### Challenge A
Retype the article on the leadership changes in conservative philanthropy, shown below, word for word and in full.
### Challenge B
Pull out every line of the records below that contains the string "display".
--- Begin Document excerpt ---
Reinventing Philanthropy on the Right
August 23, 2001 | Read Time: 10 minutes
Changes spur debate over future of conservative foundations
The conservative philanthropy movement is undergoing a major change in leadership. Two chief executives of wealthy conservative foundations have left their posts, while the foundation that bankrolled many of the nation’s key conservative think tanks, academic programs, and other efforts to promote private enterprise has announced that it will distribute the remainder of its assets over the next three years. Meanwhile, President Bush has nominated two of the major thinkers in free-market philanthropy for top jobs in his administration, which could limit their ability to speak out as freely about philanthropy as they have in the past.
The developments have prompted discussions about the future of conservative philanthropy, especially whether it should continue to concentrate on fortifying intellectual institutions that foster conservative thinking or whether it should focus on direct services.
--- End Document excerpt ---
--- Begin Entries provided ---
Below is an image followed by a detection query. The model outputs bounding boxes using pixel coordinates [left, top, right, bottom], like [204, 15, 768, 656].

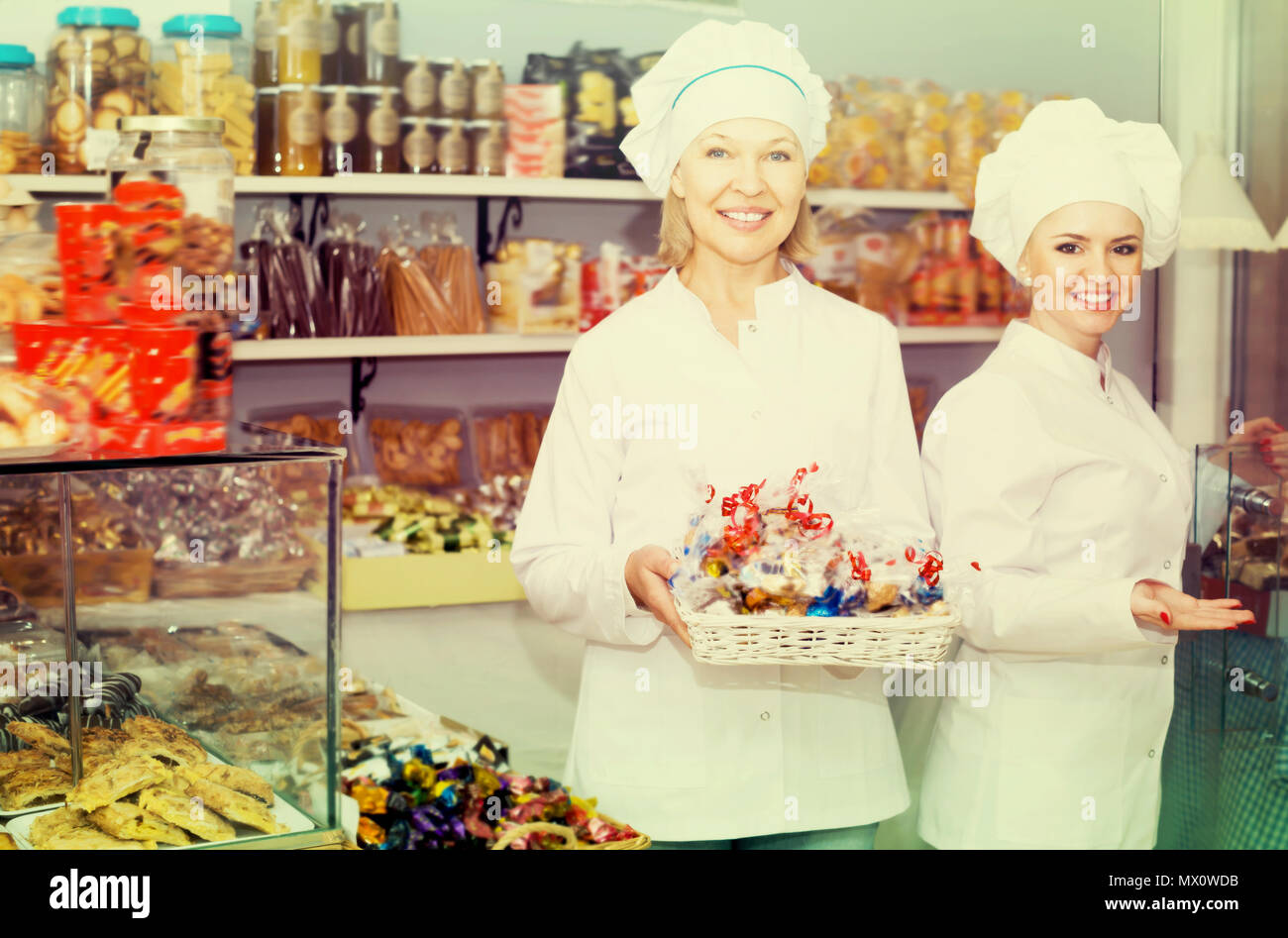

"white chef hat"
--- End Entries provided ---
--- Begin Entries provided ---
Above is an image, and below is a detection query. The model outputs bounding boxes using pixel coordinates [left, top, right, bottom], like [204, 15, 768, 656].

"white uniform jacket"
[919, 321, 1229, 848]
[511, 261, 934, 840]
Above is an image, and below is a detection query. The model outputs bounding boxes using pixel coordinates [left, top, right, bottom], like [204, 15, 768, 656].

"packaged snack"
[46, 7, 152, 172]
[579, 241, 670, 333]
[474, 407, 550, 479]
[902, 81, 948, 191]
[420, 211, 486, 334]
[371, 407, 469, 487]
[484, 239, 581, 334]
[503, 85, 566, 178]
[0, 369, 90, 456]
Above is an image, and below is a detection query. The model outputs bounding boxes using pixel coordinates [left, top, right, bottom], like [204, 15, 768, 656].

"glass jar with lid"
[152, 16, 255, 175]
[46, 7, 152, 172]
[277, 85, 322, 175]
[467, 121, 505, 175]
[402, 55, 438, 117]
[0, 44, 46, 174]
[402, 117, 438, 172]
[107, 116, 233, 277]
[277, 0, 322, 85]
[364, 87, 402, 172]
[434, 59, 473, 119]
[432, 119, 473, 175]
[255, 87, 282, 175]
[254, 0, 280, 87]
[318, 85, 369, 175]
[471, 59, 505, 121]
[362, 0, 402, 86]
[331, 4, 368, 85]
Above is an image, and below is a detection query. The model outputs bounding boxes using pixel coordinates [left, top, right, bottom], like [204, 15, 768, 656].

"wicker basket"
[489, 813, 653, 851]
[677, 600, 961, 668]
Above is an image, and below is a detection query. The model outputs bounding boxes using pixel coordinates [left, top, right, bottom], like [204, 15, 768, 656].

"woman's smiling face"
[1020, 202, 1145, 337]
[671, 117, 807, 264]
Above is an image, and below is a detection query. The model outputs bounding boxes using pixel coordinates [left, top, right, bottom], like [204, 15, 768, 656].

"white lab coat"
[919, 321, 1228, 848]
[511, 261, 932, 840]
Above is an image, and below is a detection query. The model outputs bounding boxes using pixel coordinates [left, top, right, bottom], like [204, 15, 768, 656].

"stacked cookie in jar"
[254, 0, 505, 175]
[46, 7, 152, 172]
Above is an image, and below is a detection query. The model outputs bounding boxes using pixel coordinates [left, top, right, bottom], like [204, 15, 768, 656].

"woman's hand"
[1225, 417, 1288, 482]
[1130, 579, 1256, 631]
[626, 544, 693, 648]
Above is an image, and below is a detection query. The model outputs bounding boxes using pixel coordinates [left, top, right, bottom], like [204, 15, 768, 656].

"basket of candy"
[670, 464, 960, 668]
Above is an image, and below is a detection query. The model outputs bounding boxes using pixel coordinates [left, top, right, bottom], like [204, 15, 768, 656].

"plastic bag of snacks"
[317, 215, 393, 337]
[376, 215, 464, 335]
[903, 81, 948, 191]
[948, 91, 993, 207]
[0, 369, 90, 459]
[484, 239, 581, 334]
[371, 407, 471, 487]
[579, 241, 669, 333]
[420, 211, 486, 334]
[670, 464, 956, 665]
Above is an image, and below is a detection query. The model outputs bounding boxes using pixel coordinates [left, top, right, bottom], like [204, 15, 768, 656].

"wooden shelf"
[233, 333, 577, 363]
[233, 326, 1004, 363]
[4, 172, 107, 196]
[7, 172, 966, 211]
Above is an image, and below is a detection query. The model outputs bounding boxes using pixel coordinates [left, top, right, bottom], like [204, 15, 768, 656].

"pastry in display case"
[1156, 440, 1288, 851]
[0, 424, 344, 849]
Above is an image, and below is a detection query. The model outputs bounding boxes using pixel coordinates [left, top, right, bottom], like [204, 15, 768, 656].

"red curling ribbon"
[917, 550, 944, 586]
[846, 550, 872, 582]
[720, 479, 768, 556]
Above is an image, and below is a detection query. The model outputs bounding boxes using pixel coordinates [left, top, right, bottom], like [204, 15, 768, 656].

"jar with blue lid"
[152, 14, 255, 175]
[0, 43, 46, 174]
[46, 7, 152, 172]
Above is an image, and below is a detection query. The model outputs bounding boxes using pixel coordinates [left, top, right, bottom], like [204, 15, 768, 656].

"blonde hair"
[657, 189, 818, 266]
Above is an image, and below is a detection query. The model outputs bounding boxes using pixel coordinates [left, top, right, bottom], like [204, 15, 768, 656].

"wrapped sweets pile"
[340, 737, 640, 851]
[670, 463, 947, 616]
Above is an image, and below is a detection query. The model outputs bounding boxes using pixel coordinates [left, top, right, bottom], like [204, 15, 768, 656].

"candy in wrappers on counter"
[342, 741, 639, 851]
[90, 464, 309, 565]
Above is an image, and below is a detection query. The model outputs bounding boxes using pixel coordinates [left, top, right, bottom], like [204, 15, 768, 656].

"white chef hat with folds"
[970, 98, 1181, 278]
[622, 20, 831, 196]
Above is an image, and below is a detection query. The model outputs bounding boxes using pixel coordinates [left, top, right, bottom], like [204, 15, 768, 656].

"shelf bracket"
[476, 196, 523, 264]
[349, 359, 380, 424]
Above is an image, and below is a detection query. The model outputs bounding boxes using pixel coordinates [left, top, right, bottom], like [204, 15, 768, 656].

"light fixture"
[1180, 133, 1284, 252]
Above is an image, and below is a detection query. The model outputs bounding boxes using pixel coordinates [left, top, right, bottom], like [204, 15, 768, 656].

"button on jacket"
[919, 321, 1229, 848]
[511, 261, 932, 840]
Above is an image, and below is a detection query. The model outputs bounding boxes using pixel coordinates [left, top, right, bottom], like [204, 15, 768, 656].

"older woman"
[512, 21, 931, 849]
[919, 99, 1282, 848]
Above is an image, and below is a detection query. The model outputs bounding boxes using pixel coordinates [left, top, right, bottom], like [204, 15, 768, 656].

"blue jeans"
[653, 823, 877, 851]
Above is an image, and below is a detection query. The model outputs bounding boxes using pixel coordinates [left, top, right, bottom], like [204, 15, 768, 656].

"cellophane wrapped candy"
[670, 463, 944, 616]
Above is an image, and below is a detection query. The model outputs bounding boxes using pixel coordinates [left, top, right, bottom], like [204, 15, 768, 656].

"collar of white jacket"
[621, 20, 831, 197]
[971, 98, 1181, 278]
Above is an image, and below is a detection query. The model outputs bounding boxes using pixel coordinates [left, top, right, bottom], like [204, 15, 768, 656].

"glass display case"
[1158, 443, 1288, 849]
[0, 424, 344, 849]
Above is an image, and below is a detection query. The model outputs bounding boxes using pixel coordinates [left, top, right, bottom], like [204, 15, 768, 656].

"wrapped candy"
--- End Entries provided ---
### Task response A
Reinventing Philanthropy on the Right
August 23, 2001 | Read Time: 10 minutes
Changes spur debate over future of conservative foundations
The conservative philanthropy movement is undergoing a major change in leadership. Two chief executives of wealthy conservative foundations have left their posts, while the foundation that bankrolled many of the nation’s key conservative think tanks, academic programs, and other efforts to promote private enterprise has announced that it will distribute the remainder of its assets over the next three years. Meanwhile, President Bush has nominated two of the major thinkers in free-market philanthropy for top jobs in his administration, which could limit their ability to speak out as freely about philanthropy as they have in the past.
The developments have prompted discussions about the future of conservative philanthropy, especially whether it should continue to concentrate on fortifying intellectual institutions that foster conservative thinking or whether it should focus on direct services.

### Task response B
"pastry in display case"
"glass display case"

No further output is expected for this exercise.